**Textblock**
# Riesen Problem mit COrsair H100 !!!!!



## jurawi (26. November 2011)

Hallo. habe ein riesen problem mit meiner h100 und brauche dringend hilfe. Schreibe den text mit dem handy also hitte jichts gegen fehler oder so sagen.

Alsooo.. habe meinen pc kokplett neu aufgebaut kit der neuen h100 abund es funktioniert alles ausser die kihlung der cpu. wenn ich die 2 luefter an die pukpe Nschliesse geeht der pc nach einer sekunde aus. schliesse ich die luefter an das mb unter cpu fan an gehen soe. also die ouefter sind jich defekt. aber aber dann nach 1er mjnute wird die fehlermeldung angezeigt das die cpu zu heiss ist. sind dann gerade mal so 90nC -.- mache denn pc dann aus und teste weiter aber bekomme es einfach jicht hin&!!!! Die schlauche werden aber auch jicht warm odrr so. mi kommt es cor als wuerden sie garnicht arbteien....bitte helft lir


----------



## mo5qu1to (26. November 2011)

Vielleicht ist die Pumpe defekt (ich weiß dumme Frage, aber du hast auch die Pumpe mit Strom versorgt oder?) oder der Kühlkörper nicht richtig an der CPU befestigt? Corsair hatte mit der H100 einige Probleme.


----------



## jurawi (26. November 2011)

Ich weiss nicht ob sie defekt ist. die leuchten gehenn jedenfalls.  und ja sie ist kit strom versorgt sonst wiedern die leuchten ja kicht angehen. Ist echt komisch und ich frage mich warum die schlaeuche nixht warm wereen. sel st bei 90C sind sie kalt. also miss es an der pumpe liegen oder


----------



## jensi251 (26. November 2011)

Wird wohl defekt sein. Oder irgendwas falsch angeschlossen.

btw. selbst am Handy kann man sich etwas anstrengen ordentlich zu schreiben.


----------



## jurawi (26. November 2011)

Denke ich auch. ehm ich bin hier am rummasteln und meine hawede sehen aus wie saeu. da muss ich nich imbedingt mein s2 vollschmieren mit metallresten umd waermeleitpaste oder ? dank


----------



## mo5qu1to (26. November 2011)

Ich würd nochmal den Kühlblock auf der CPU überprüfen ob da wirklich alles passt, wenn ja dann musst du wohl über den Händler oder bei Corsair umtauschen. Wenn da kein Arbeitsgeräusch an der Pumpe zu hören ist, dann hat die wohl einen an der Macke.


----------



## jurawi (26. November 2011)

Habe schon alles probiert und neu aufgebaut. aber geht alles nicht. waermeleitpaste ist genug drauf und sonst weiss ich auch nicht mehr weiter...werde sie dann wohl utauschen muessen. weiss gerade jmd die nummer vom corsair support ?!?

**Gezeigtes Material**
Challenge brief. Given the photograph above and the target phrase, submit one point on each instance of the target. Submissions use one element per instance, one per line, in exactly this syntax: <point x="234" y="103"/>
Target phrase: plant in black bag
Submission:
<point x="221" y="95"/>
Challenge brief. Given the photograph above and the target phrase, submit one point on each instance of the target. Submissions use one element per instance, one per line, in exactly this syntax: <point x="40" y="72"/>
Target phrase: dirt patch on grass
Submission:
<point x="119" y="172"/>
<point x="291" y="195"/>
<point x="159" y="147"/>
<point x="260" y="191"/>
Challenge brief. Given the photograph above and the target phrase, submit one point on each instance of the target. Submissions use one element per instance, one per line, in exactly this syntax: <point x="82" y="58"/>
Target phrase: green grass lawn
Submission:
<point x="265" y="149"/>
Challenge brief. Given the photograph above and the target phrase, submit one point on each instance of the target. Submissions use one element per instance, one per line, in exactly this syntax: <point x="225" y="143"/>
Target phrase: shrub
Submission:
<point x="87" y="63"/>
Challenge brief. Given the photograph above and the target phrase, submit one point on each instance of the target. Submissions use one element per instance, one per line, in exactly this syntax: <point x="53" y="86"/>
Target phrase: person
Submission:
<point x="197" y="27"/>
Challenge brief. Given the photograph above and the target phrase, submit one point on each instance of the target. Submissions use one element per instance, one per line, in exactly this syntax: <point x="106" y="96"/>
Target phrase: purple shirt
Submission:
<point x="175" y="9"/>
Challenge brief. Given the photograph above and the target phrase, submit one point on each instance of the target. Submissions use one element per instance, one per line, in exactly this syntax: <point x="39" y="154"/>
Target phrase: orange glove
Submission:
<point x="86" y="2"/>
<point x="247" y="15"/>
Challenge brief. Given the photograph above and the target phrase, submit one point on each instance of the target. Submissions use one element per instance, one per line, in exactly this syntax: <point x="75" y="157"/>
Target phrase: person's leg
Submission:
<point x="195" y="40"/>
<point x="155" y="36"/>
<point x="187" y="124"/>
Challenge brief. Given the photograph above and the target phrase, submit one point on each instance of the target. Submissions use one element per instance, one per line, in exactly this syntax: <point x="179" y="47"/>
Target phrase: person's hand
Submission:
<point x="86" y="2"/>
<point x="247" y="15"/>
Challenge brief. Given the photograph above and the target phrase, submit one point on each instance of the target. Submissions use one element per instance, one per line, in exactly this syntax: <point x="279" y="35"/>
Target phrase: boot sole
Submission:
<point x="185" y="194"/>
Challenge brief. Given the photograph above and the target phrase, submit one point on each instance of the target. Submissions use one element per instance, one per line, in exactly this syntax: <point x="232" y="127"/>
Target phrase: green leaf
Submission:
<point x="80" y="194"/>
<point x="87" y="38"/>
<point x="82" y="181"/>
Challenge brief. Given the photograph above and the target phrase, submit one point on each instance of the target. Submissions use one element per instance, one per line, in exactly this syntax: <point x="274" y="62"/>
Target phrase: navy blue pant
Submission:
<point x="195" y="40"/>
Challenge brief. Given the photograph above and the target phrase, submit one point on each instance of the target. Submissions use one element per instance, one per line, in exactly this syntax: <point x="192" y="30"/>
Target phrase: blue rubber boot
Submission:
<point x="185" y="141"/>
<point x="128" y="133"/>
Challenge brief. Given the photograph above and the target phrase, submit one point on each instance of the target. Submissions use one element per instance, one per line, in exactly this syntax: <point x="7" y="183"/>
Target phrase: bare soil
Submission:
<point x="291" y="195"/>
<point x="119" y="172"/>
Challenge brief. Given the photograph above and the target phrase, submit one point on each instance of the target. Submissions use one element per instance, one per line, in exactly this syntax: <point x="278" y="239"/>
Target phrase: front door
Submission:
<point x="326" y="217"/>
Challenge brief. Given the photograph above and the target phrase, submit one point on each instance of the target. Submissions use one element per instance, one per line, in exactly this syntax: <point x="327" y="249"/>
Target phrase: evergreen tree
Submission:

**Aufgabe 1**
Gib an, was mo5qu1to im Forenthread zur Corsair H100 noch einmal überprüfen würde.
**Aufgabe 2**
Extrahiere aus den Datensätzen jede Zeile, die die Zeichenfolge „grass“ enthält, und achte dabei auf Groß- und Kleinschreibung.

**Lösung 1**
Den Kühlblock auf der CPU.

**Lösung 2**
Target phrase: dirt patch on grass
Target phrase: green grass lawn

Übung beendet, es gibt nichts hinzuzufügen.